| Exercise brief |
Update the stretch from the line containing "I need to find the batter's" through the end of the material, replacing "stadium seat" with "bleacher seat" and leaving everything else unchanged.

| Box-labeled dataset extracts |
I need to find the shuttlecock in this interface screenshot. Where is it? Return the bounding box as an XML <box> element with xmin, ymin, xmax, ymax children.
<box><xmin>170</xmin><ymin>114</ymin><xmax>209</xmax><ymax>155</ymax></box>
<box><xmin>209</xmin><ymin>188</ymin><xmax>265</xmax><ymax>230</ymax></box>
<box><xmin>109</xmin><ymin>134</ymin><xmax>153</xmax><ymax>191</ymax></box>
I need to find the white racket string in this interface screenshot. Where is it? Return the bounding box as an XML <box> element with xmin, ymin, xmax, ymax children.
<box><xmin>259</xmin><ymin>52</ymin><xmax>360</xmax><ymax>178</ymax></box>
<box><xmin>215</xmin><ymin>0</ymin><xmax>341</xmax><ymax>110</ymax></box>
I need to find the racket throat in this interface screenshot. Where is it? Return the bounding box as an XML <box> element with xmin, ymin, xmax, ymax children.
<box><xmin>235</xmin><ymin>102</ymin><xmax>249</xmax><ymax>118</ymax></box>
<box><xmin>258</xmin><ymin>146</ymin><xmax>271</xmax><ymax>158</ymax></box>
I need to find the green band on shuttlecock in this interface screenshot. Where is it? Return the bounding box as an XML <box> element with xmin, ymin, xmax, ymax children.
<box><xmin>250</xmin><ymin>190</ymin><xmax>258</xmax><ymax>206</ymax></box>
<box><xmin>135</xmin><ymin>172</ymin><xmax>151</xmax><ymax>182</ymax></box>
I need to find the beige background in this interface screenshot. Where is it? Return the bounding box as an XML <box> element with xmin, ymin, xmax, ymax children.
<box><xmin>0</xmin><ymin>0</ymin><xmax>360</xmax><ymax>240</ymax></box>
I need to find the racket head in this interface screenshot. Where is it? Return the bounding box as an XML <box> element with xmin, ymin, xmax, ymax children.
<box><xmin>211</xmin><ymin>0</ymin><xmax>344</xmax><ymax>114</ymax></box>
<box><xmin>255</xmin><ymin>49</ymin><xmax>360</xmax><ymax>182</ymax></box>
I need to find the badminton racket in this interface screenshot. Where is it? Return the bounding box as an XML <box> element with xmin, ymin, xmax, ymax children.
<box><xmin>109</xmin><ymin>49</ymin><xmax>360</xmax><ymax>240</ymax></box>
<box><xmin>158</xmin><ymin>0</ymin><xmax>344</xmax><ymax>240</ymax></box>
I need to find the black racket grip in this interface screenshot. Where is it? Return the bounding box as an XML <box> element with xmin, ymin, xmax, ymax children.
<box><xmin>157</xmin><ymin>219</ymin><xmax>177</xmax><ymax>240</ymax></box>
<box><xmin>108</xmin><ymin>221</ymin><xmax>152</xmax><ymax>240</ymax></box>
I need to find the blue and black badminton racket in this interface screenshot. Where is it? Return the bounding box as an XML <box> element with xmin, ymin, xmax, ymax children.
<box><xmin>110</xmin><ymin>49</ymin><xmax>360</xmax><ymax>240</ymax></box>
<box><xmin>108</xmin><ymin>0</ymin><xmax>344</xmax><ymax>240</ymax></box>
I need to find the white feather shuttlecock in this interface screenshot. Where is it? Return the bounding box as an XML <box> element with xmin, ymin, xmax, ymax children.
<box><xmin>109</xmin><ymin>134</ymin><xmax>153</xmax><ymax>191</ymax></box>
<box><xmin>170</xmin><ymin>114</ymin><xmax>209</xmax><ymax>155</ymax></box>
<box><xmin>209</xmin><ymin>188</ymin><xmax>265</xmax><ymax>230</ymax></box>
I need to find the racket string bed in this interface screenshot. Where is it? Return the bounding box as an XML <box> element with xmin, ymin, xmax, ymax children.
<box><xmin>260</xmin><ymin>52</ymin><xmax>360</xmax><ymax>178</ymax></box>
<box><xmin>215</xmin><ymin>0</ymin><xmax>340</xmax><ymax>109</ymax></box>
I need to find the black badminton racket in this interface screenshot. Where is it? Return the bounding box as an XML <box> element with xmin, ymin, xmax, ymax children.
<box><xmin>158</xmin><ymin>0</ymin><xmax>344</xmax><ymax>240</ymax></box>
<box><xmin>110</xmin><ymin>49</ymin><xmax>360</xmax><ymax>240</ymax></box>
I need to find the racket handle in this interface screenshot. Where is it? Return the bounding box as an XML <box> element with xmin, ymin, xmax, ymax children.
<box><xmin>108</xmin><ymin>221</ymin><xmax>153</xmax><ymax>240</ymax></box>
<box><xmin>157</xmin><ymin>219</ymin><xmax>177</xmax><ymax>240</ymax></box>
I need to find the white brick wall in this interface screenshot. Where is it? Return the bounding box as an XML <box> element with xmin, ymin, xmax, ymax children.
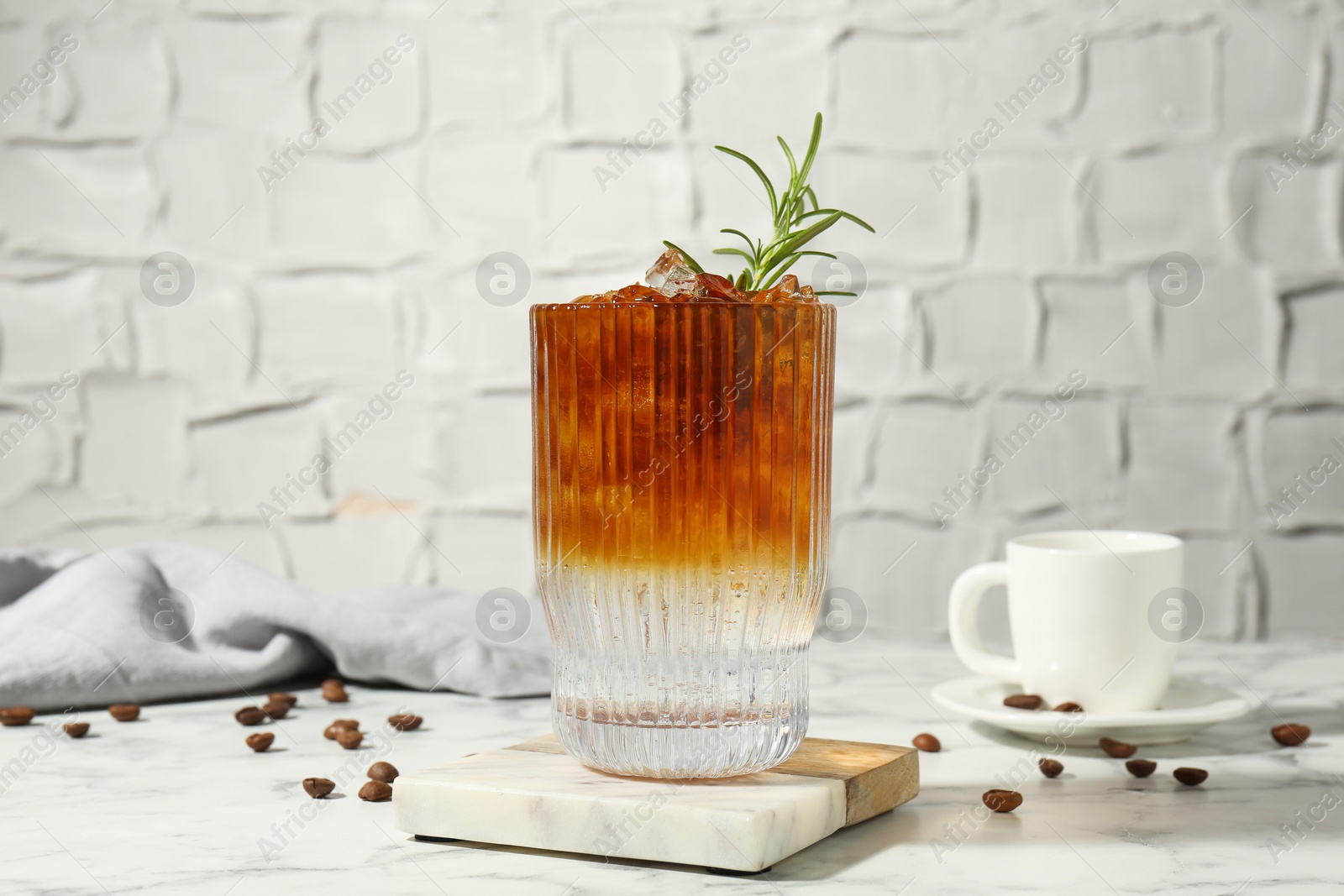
<box><xmin>0</xmin><ymin>0</ymin><xmax>1344</xmax><ymax>638</ymax></box>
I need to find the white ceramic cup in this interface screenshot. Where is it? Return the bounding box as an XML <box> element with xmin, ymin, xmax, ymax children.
<box><xmin>948</xmin><ymin>531</ymin><xmax>1185</xmax><ymax>712</ymax></box>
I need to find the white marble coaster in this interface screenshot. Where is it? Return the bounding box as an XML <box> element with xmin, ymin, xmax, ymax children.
<box><xmin>392</xmin><ymin>737</ymin><xmax>918</xmax><ymax>872</ymax></box>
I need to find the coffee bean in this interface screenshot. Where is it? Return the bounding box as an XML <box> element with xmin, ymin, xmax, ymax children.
<box><xmin>981</xmin><ymin>790</ymin><xmax>1021</xmax><ymax>811</ymax></box>
<box><xmin>323</xmin><ymin>719</ymin><xmax>359</xmax><ymax>740</ymax></box>
<box><xmin>1172</xmin><ymin>766</ymin><xmax>1208</xmax><ymax>787</ymax></box>
<box><xmin>359</xmin><ymin>780</ymin><xmax>392</xmax><ymax>804</ymax></box>
<box><xmin>108</xmin><ymin>703</ymin><xmax>139</xmax><ymax>721</ymax></box>
<box><xmin>1270</xmin><ymin>724</ymin><xmax>1312</xmax><ymax>747</ymax></box>
<box><xmin>234</xmin><ymin>706</ymin><xmax>267</xmax><ymax>726</ymax></box>
<box><xmin>910</xmin><ymin>735</ymin><xmax>942</xmax><ymax>752</ymax></box>
<box><xmin>0</xmin><ymin>706</ymin><xmax>34</xmax><ymax>728</ymax></box>
<box><xmin>260</xmin><ymin>700</ymin><xmax>291</xmax><ymax>719</ymax></box>
<box><xmin>1125</xmin><ymin>759</ymin><xmax>1158</xmax><ymax>778</ymax></box>
<box><xmin>247</xmin><ymin>731</ymin><xmax>276</xmax><ymax>752</ymax></box>
<box><xmin>1097</xmin><ymin>737</ymin><xmax>1138</xmax><ymax>759</ymax></box>
<box><xmin>304</xmin><ymin>778</ymin><xmax>336</xmax><ymax>799</ymax></box>
<box><xmin>368</xmin><ymin>762</ymin><xmax>401</xmax><ymax>784</ymax></box>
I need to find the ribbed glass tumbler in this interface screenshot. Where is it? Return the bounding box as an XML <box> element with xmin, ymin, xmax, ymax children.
<box><xmin>533</xmin><ymin>302</ymin><xmax>836</xmax><ymax>778</ymax></box>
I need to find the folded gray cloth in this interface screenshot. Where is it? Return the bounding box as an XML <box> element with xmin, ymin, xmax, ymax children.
<box><xmin>0</xmin><ymin>544</ymin><xmax>551</xmax><ymax>710</ymax></box>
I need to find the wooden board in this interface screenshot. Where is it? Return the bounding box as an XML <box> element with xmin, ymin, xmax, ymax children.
<box><xmin>392</xmin><ymin>735</ymin><xmax>919</xmax><ymax>872</ymax></box>
<box><xmin>506</xmin><ymin>735</ymin><xmax>919</xmax><ymax>827</ymax></box>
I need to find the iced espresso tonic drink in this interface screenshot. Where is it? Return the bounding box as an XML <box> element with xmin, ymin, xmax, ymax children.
<box><xmin>531</xmin><ymin>251</ymin><xmax>836</xmax><ymax>778</ymax></box>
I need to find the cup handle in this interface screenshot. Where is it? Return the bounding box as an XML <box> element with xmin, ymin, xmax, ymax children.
<box><xmin>948</xmin><ymin>563</ymin><xmax>1021</xmax><ymax>684</ymax></box>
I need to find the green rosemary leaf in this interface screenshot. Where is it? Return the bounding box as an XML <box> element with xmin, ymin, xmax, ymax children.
<box><xmin>775</xmin><ymin>211</ymin><xmax>844</xmax><ymax>257</ymax></box>
<box><xmin>798</xmin><ymin>112</ymin><xmax>822</xmax><ymax>186</ymax></box>
<box><xmin>775</xmin><ymin>137</ymin><xmax>798</xmax><ymax>191</ymax></box>
<box><xmin>665</xmin><ymin>113</ymin><xmax>876</xmax><ymax>296</ymax></box>
<box><xmin>663</xmin><ymin>239</ymin><xmax>704</xmax><ymax>274</ymax></box>
<box><xmin>789</xmin><ymin>208</ymin><xmax>878</xmax><ymax>233</ymax></box>
<box><xmin>715</xmin><ymin>146</ymin><xmax>778</xmax><ymax>217</ymax></box>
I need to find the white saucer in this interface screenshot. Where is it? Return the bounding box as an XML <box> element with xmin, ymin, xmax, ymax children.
<box><xmin>932</xmin><ymin>676</ymin><xmax>1252</xmax><ymax>746</ymax></box>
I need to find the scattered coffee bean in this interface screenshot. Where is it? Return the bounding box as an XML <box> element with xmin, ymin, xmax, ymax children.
<box><xmin>260</xmin><ymin>700</ymin><xmax>291</xmax><ymax>719</ymax></box>
<box><xmin>1270</xmin><ymin>724</ymin><xmax>1312</xmax><ymax>747</ymax></box>
<box><xmin>910</xmin><ymin>733</ymin><xmax>942</xmax><ymax>752</ymax></box>
<box><xmin>108</xmin><ymin>703</ymin><xmax>139</xmax><ymax>721</ymax></box>
<box><xmin>0</xmin><ymin>706</ymin><xmax>34</xmax><ymax>728</ymax></box>
<box><xmin>359</xmin><ymin>780</ymin><xmax>392</xmax><ymax>804</ymax></box>
<box><xmin>234</xmin><ymin>706</ymin><xmax>267</xmax><ymax>726</ymax></box>
<box><xmin>304</xmin><ymin>778</ymin><xmax>336</xmax><ymax>799</ymax></box>
<box><xmin>323</xmin><ymin>679</ymin><xmax>349</xmax><ymax>703</ymax></box>
<box><xmin>368</xmin><ymin>762</ymin><xmax>401</xmax><ymax>784</ymax></box>
<box><xmin>247</xmin><ymin>731</ymin><xmax>276</xmax><ymax>752</ymax></box>
<box><xmin>323</xmin><ymin>719</ymin><xmax>359</xmax><ymax>740</ymax></box>
<box><xmin>981</xmin><ymin>790</ymin><xmax>1021</xmax><ymax>811</ymax></box>
<box><xmin>1172</xmin><ymin>766</ymin><xmax>1208</xmax><ymax>787</ymax></box>
<box><xmin>1097</xmin><ymin>737</ymin><xmax>1138</xmax><ymax>759</ymax></box>
<box><xmin>387</xmin><ymin>712</ymin><xmax>425</xmax><ymax>731</ymax></box>
<box><xmin>1125</xmin><ymin>759</ymin><xmax>1158</xmax><ymax>778</ymax></box>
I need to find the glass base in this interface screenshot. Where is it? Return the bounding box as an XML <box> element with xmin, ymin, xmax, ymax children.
<box><xmin>551</xmin><ymin>654</ymin><xmax>808</xmax><ymax>778</ymax></box>
<box><xmin>551</xmin><ymin>713</ymin><xmax>808</xmax><ymax>778</ymax></box>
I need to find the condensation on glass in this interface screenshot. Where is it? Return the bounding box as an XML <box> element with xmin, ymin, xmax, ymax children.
<box><xmin>531</xmin><ymin>302</ymin><xmax>836</xmax><ymax>778</ymax></box>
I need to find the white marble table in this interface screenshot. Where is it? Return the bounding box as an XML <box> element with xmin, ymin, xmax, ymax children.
<box><xmin>0</xmin><ymin>634</ymin><xmax>1344</xmax><ymax>896</ymax></box>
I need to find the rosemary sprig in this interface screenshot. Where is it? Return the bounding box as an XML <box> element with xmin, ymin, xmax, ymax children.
<box><xmin>663</xmin><ymin>112</ymin><xmax>876</xmax><ymax>296</ymax></box>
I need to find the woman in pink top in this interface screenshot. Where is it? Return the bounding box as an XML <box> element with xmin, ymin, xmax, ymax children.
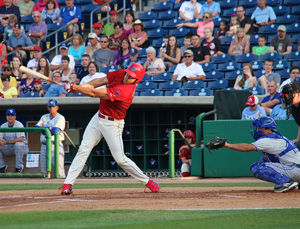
<box><xmin>177</xmin><ymin>11</ymin><xmax>214</xmax><ymax>38</ymax></box>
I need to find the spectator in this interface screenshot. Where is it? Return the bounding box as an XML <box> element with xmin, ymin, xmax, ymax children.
<box><xmin>242</xmin><ymin>95</ymin><xmax>266</xmax><ymax>120</ymax></box>
<box><xmin>40</xmin><ymin>71</ymin><xmax>67</xmax><ymax>97</ymax></box>
<box><xmin>128</xmin><ymin>19</ymin><xmax>149</xmax><ymax>50</ymax></box>
<box><xmin>32</xmin><ymin>0</ymin><xmax>59</xmax><ymax>12</ymax></box>
<box><xmin>42</xmin><ymin>0</ymin><xmax>60</xmax><ymax>24</ymax></box>
<box><xmin>270</xmin><ymin>25</ymin><xmax>293</xmax><ymax>55</ymax></box>
<box><xmin>279</xmin><ymin>66</ymin><xmax>300</xmax><ymax>92</ymax></box>
<box><xmin>18</xmin><ymin>0</ymin><xmax>34</xmax><ymax>17</ymax></box>
<box><xmin>233</xmin><ymin>63</ymin><xmax>257</xmax><ymax>90</ymax></box>
<box><xmin>228</xmin><ymin>28</ymin><xmax>250</xmax><ymax>56</ymax></box>
<box><xmin>36</xmin><ymin>57</ymin><xmax>52</xmax><ymax>85</ymax></box>
<box><xmin>227</xmin><ymin>14</ymin><xmax>240</xmax><ymax>36</ymax></box>
<box><xmin>176</xmin><ymin>11</ymin><xmax>214</xmax><ymax>38</ymax></box>
<box><xmin>58</xmin><ymin>0</ymin><xmax>82</xmax><ymax>37</ymax></box>
<box><xmin>61</xmin><ymin>56</ymin><xmax>72</xmax><ymax>82</ymax></box>
<box><xmin>18</xmin><ymin>74</ymin><xmax>34</xmax><ymax>97</ymax></box>
<box><xmin>258</xmin><ymin>59</ymin><xmax>281</xmax><ymax>91</ymax></box>
<box><xmin>0</xmin><ymin>0</ymin><xmax>21</xmax><ymax>23</ymax></box>
<box><xmin>144</xmin><ymin>46</ymin><xmax>166</xmax><ymax>75</ymax></box>
<box><xmin>0</xmin><ymin>74</ymin><xmax>18</xmax><ymax>99</ymax></box>
<box><xmin>76</xmin><ymin>54</ymin><xmax>91</xmax><ymax>80</ymax></box>
<box><xmin>7</xmin><ymin>24</ymin><xmax>33</xmax><ymax>59</ymax></box>
<box><xmin>172</xmin><ymin>49</ymin><xmax>206</xmax><ymax>81</ymax></box>
<box><xmin>109</xmin><ymin>21</ymin><xmax>127</xmax><ymax>51</ymax></box>
<box><xmin>191</xmin><ymin>34</ymin><xmax>210</xmax><ymax>64</ymax></box>
<box><xmin>216</xmin><ymin>20</ymin><xmax>229</xmax><ymax>40</ymax></box>
<box><xmin>103</xmin><ymin>10</ymin><xmax>118</xmax><ymax>37</ymax></box>
<box><xmin>201</xmin><ymin>0</ymin><xmax>221</xmax><ymax>19</ymax></box>
<box><xmin>80</xmin><ymin>61</ymin><xmax>106</xmax><ymax>89</ymax></box>
<box><xmin>113</xmin><ymin>38</ymin><xmax>131</xmax><ymax>66</ymax></box>
<box><xmin>123</xmin><ymin>11</ymin><xmax>135</xmax><ymax>36</ymax></box>
<box><xmin>92</xmin><ymin>36</ymin><xmax>116</xmax><ymax>67</ymax></box>
<box><xmin>179</xmin><ymin>0</ymin><xmax>202</xmax><ymax>21</ymax></box>
<box><xmin>0</xmin><ymin>108</ymin><xmax>28</xmax><ymax>173</ymax></box>
<box><xmin>252</xmin><ymin>34</ymin><xmax>270</xmax><ymax>56</ymax></box>
<box><xmin>180</xmin><ymin>35</ymin><xmax>192</xmax><ymax>57</ymax></box>
<box><xmin>201</xmin><ymin>28</ymin><xmax>224</xmax><ymax>56</ymax></box>
<box><xmin>159</xmin><ymin>36</ymin><xmax>181</xmax><ymax>66</ymax></box>
<box><xmin>236</xmin><ymin>5</ymin><xmax>254</xmax><ymax>34</ymax></box>
<box><xmin>260</xmin><ymin>80</ymin><xmax>281</xmax><ymax>115</ymax></box>
<box><xmin>68</xmin><ymin>33</ymin><xmax>85</xmax><ymax>62</ymax></box>
<box><xmin>50</xmin><ymin>43</ymin><xmax>75</xmax><ymax>71</ymax></box>
<box><xmin>251</xmin><ymin>0</ymin><xmax>276</xmax><ymax>29</ymax></box>
<box><xmin>28</xmin><ymin>11</ymin><xmax>48</xmax><ymax>44</ymax></box>
<box><xmin>84</xmin><ymin>33</ymin><xmax>101</xmax><ymax>58</ymax></box>
<box><xmin>27</xmin><ymin>45</ymin><xmax>42</xmax><ymax>71</ymax></box>
<box><xmin>0</xmin><ymin>32</ymin><xmax>8</xmax><ymax>69</ymax></box>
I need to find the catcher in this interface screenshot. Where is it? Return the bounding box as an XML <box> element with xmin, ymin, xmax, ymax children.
<box><xmin>206</xmin><ymin>116</ymin><xmax>300</xmax><ymax>192</ymax></box>
<box><xmin>179</xmin><ymin>130</ymin><xmax>195</xmax><ymax>177</ymax></box>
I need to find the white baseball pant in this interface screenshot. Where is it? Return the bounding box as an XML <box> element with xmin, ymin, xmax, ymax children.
<box><xmin>64</xmin><ymin>112</ymin><xmax>149</xmax><ymax>185</ymax></box>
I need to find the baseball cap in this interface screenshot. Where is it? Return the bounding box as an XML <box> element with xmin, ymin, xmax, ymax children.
<box><xmin>6</xmin><ymin>108</ymin><xmax>17</xmax><ymax>115</ymax></box>
<box><xmin>246</xmin><ymin>95</ymin><xmax>259</xmax><ymax>106</ymax></box>
<box><xmin>93</xmin><ymin>22</ymin><xmax>102</xmax><ymax>28</ymax></box>
<box><xmin>48</xmin><ymin>99</ymin><xmax>58</xmax><ymax>107</ymax></box>
<box><xmin>277</xmin><ymin>25</ymin><xmax>286</xmax><ymax>32</ymax></box>
<box><xmin>109</xmin><ymin>10</ymin><xmax>118</xmax><ymax>15</ymax></box>
<box><xmin>88</xmin><ymin>33</ymin><xmax>97</xmax><ymax>38</ymax></box>
<box><xmin>33</xmin><ymin>79</ymin><xmax>42</xmax><ymax>84</ymax></box>
<box><xmin>59</xmin><ymin>43</ymin><xmax>69</xmax><ymax>49</ymax></box>
<box><xmin>33</xmin><ymin>45</ymin><xmax>42</xmax><ymax>52</ymax></box>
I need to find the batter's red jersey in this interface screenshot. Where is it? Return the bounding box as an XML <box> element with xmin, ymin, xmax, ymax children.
<box><xmin>179</xmin><ymin>145</ymin><xmax>192</xmax><ymax>160</ymax></box>
<box><xmin>99</xmin><ymin>70</ymin><xmax>136</xmax><ymax>119</ymax></box>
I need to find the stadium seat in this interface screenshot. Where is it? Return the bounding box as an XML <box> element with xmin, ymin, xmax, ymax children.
<box><xmin>140</xmin><ymin>89</ymin><xmax>163</xmax><ymax>96</ymax></box>
<box><xmin>164</xmin><ymin>89</ymin><xmax>189</xmax><ymax>96</ymax></box>
<box><xmin>189</xmin><ymin>88</ymin><xmax>214</xmax><ymax>96</ymax></box>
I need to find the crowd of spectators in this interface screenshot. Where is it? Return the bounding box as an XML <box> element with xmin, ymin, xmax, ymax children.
<box><xmin>0</xmin><ymin>0</ymin><xmax>299</xmax><ymax>120</ymax></box>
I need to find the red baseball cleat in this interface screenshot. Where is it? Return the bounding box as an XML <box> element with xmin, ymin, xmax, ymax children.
<box><xmin>145</xmin><ymin>179</ymin><xmax>159</xmax><ymax>192</ymax></box>
<box><xmin>59</xmin><ymin>184</ymin><xmax>73</xmax><ymax>195</ymax></box>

| Full output |
I need to find the batter's red jersey in this interface screenshot. Where is it? Return the bounding box as an XML <box> element with xmin, ymin, xmax, ymax children.
<box><xmin>179</xmin><ymin>145</ymin><xmax>192</xmax><ymax>160</ymax></box>
<box><xmin>99</xmin><ymin>70</ymin><xmax>136</xmax><ymax>119</ymax></box>
I need to find the bleacher seat in this interface screenshot. Where is it? Return the bounding box as an XML <box> element with xmin, ymin, xmax, ymax children.
<box><xmin>140</xmin><ymin>89</ymin><xmax>163</xmax><ymax>96</ymax></box>
<box><xmin>164</xmin><ymin>89</ymin><xmax>189</xmax><ymax>96</ymax></box>
<box><xmin>189</xmin><ymin>88</ymin><xmax>214</xmax><ymax>96</ymax></box>
I need to find the crowd of spectators in this interface screenshot. Where is it? Return the bounding box as an XML <box> element with xmin, ymin, xmax, ymax children.
<box><xmin>0</xmin><ymin>0</ymin><xmax>299</xmax><ymax>120</ymax></box>
I need to find the red baseball cleat in this interface screenshot. Where is it? Return the bounding box as an XML <box> element with xmin, ymin, xmax, ymax children.
<box><xmin>145</xmin><ymin>179</ymin><xmax>159</xmax><ymax>192</ymax></box>
<box><xmin>59</xmin><ymin>184</ymin><xmax>73</xmax><ymax>195</ymax></box>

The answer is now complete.